Data supplied ▸
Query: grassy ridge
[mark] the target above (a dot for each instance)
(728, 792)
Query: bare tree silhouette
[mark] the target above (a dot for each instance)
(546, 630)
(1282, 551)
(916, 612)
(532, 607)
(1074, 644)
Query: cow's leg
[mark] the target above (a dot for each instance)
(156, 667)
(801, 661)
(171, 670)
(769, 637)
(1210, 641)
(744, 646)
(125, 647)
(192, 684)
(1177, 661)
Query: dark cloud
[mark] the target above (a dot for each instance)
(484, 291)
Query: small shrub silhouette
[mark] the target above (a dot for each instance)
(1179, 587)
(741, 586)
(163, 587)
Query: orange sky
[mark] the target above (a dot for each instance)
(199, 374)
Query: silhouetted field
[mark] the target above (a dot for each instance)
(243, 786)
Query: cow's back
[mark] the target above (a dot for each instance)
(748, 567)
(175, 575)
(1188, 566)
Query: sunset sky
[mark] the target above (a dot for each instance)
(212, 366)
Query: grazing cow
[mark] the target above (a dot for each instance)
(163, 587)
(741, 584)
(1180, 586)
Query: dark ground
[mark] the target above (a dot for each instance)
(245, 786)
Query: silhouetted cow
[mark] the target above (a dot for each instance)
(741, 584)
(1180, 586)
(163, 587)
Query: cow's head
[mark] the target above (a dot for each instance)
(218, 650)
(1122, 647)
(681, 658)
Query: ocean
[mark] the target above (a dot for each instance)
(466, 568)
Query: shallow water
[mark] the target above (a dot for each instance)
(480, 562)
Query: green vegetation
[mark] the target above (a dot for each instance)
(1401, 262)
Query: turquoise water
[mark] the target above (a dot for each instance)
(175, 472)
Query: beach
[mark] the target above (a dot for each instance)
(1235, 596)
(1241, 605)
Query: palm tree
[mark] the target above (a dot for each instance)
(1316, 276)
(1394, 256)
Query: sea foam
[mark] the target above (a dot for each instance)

Task details ▸ From the first line of the records through the line with "Query: sea foam", retype everything word for word, including both ends.

Finished task ▸
Query: grassy ridge
[mark] the target above (a dot for each instance)
(728, 792)
Query: bare tree silhouette
[mark] the target above (a dot for each instance)
(546, 630)
(1282, 551)
(916, 612)
(532, 607)
(1074, 644)
Query: cow's leg
[mark] the target above (a dot for each instance)
(156, 667)
(801, 661)
(171, 670)
(769, 637)
(1210, 641)
(744, 646)
(125, 647)
(192, 684)
(1177, 661)
Query: dark cloud
[mark] the target above (a dot for each instance)
(484, 291)
Query: small shrub silhouette
[mark] the target above (a dot for each instance)
(1179, 587)
(741, 586)
(163, 587)
Query: orange sky
[mark] the target above (a dot for each instance)
(199, 374)
Query: silhouetted field
[mark] the target above (a dot for each instance)
(243, 786)
Query: cow's back
[mark] the target above (a dot for each instance)
(748, 567)
(175, 575)
(1188, 566)
Query: sunset sky
[mark] the target above (a dot for each instance)
(212, 366)
Query: grazing cow
[mark] the target above (a dot for each instance)
(163, 587)
(741, 584)
(1180, 586)
Query: dark ground
[mark] the target above (a dot for each instance)
(245, 786)
Query: silhouetted cow
[mark] the target above (a dot for each instance)
(741, 584)
(1180, 586)
(163, 587)
Query: cow's head
[mark] the target above (a dot for each instance)
(218, 650)
(1122, 647)
(681, 658)
Query: ocean
[mark] the target above (a dot for each instance)
(466, 568)
Query: shallow water
[mark] the target above (a dot for each instance)
(480, 562)
Query: green vegetation
[mark] the target above (a dot for each instance)
(1401, 262)
Query: turquoise water
[mark] the target above (a dot for each instance)
(175, 472)
Query: beach
[mark] the target above (a dot for each instance)
(1235, 596)
(1241, 605)
Query: palm tree
[mark] the target above (a dot for each instance)
(1316, 276)
(1394, 256)
Query: sea foam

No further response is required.